Énoncé: Pouvez-vous recopier intégralement les lignes des enregistrements comprises entre celle qui contient "Find every occurrence of green" et celle qui contient "6,6 -> 1049,759", incluses, en augmentant de 144 chaque coordonnée des boîtes données en réponse, sans modifier les coordonnées des modèles de format ?

------ Les enregistrements

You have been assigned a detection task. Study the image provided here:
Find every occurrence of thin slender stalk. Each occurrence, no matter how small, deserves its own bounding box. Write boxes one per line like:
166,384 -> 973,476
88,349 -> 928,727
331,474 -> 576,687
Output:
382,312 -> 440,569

------------
------ Les enregistrements

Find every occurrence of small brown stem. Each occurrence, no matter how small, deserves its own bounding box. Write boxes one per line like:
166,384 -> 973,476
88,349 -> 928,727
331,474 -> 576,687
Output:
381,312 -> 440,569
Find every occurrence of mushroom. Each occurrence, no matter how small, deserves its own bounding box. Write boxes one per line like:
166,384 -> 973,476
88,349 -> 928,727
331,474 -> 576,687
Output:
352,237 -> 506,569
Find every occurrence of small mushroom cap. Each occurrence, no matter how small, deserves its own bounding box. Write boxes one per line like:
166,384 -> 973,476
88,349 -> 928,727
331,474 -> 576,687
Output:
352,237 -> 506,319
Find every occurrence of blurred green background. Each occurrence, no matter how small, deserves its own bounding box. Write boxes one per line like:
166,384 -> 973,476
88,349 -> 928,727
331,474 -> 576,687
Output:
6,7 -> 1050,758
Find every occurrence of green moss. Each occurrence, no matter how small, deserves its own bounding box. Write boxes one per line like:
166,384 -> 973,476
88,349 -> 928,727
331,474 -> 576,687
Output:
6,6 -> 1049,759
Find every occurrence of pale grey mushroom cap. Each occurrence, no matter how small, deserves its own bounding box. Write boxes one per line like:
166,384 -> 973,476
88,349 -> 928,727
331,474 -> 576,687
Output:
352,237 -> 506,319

------------
------ Les enregistrements

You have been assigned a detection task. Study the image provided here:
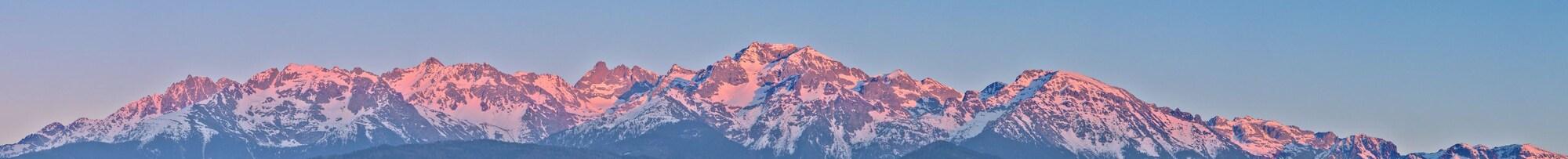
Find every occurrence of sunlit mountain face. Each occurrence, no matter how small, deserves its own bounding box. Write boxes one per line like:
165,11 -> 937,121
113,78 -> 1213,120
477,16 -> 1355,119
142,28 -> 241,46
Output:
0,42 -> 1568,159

------------

Corrigé:
Find every occurrence of green moss. Each occurrence, no matter how small, deserves its own bounding box. Write boxes one per line like:
166,384 -> 973,476
88,349 -> 928,727
331,474 -> 576,687
Output:
150,150 -> 1193,903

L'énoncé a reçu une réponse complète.